Una grande figura influì sull'adolescenza di Carlo fu Adriano di Utrecht, futuro papa Adriano VI, che infuse una forte religiosità sul giovane. Questo tipo di formazione profondamente meditativa e contemplativa unita al suo carattere già profondamente introverso diede vita ad un personaggio di buon spessore culturale, anche se intriso di un cattolicesimo quasi bigotto, che lo portò nei momenti di particolare difficoltà a lunghi periodi di abbandono eremitico e di preghiera. Durante la sua gioventù Carlo si sentì attratto più dagli esercizi fisici e dagli sport che dai libri e dalle lingue (conosceva solo il francese, solo alla fine del suo regno cominciò a parlare anche un ottimo spagnolo) si dedicava con passione all'equitazione e alla caccia. Anche se amante degli esercizi fisici, era spesso malato e fu persino epilettico.

Materiale dell'esercizio
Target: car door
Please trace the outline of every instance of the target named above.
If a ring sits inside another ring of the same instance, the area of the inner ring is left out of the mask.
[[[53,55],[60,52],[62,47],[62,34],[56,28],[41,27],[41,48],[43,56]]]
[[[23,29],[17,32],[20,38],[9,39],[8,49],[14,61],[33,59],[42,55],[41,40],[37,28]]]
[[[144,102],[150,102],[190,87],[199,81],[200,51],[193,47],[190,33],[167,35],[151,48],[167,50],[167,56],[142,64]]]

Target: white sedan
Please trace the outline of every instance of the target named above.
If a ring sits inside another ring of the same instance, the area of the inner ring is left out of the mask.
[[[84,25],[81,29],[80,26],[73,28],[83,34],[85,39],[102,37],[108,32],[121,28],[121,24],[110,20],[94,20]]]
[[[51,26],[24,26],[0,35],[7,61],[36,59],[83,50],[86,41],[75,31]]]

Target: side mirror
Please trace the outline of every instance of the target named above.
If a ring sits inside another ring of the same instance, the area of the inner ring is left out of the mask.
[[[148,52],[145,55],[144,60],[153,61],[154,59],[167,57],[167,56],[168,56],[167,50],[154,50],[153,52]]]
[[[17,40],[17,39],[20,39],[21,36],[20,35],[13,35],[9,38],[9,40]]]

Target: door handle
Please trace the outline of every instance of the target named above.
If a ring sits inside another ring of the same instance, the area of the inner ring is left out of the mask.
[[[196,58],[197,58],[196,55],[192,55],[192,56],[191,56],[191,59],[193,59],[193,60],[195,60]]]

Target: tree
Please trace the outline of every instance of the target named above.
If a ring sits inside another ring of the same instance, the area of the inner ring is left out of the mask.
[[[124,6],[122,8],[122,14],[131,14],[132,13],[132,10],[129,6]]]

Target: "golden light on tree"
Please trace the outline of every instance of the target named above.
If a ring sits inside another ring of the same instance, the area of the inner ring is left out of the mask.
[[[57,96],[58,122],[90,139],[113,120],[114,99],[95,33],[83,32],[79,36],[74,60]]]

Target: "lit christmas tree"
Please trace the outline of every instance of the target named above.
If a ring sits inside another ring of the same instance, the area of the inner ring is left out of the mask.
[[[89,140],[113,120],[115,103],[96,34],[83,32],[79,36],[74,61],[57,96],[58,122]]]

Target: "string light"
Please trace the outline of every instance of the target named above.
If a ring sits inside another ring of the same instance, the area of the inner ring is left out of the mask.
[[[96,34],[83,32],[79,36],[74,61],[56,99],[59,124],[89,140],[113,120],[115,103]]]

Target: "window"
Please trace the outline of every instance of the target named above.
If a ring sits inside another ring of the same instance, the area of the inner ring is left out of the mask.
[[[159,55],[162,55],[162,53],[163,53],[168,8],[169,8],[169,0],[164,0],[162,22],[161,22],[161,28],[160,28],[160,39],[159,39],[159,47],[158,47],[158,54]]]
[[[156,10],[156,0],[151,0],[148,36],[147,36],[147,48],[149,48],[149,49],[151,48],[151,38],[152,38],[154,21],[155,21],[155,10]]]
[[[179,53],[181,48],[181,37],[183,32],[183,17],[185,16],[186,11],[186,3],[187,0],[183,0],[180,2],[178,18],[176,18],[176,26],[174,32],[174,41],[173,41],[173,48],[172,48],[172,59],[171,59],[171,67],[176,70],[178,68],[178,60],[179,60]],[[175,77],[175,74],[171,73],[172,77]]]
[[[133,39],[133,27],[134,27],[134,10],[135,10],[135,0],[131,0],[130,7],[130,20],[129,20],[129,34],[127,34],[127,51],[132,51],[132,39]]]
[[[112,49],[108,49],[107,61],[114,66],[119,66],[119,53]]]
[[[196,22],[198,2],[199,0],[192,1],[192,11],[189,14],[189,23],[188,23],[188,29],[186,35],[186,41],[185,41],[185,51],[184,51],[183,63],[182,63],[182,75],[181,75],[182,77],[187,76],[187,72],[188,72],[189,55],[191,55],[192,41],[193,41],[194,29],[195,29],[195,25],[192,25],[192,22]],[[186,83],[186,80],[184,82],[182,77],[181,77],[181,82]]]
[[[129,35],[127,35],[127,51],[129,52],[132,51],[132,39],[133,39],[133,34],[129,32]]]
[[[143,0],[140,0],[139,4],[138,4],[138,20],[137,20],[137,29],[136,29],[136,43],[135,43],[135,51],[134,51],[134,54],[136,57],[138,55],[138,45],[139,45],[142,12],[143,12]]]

Consegna 1
Modifica le righe dei record dalla riga con "Target: tree" alla riga con "[[[124,6],[122,8],[122,14],[131,14],[132,13],[132,10],[129,6]]]", sostituendo "outline" con "contour". Lascia invariato tutto il resto.
Consegna 2
Prosegui il brano sulla giovinezza di Carlo dopo la sua ultima frase.

Risposta 1
Target: tree
Please trace the contour of every instance of the target named above.
If a ring sits inside another ring of the same instance, the area of the inner ring is left out of the mask.
[[[124,6],[122,8],[122,14],[131,14],[132,13],[132,10],[129,6]]]

Risposta 2
A sei anni Carlo, dopo la morte del padre, avvenuta nel 1506, diviene erede dei beni spagnoli e di quelli asburgici.
A sedici anni venne proclamato re di Spagna, succedendo al nonno materno Ferdinando il Cattolico.
Tre anni dopo muore anche il nonno paterno, l'imperatore Massimiliano. In conseguenza di ciò Carlo pone la sua candidatura al titolo imperiale, che ottenne (nonostante molte opposizioni) grazie al denaro dei banchieri tedeschi Fugger, con il quale compera il voto dei principi elettori. I domini di Carlo di Gand (che poi divenne imperatore con il nome di Carlo V) erano, quindi un complesso blocco frutto di quattro eredità distinte: dal nonno paterno Massimiliano I d'Asburgo ereditò i domini familiari degli Asburgo nella Germania sud-orientale, dalla nonna paterna Maria Bianca ereditò i territori della Borgogna e dei Paesi Bassi; dalla nonna materna, Isabella, ottenne la Castiglia e le conquiste castigliane, nell' Africa settentrionale, nei Caraibi e nell' America centrale; dal nonno materno ereditò l' Aragona e i domini aragonesi d'oltremare e cioè Napoli, la Sicilia e la Sardegna.


l'impero di Carlo V - in giallo e verde (esclusi i domini americani)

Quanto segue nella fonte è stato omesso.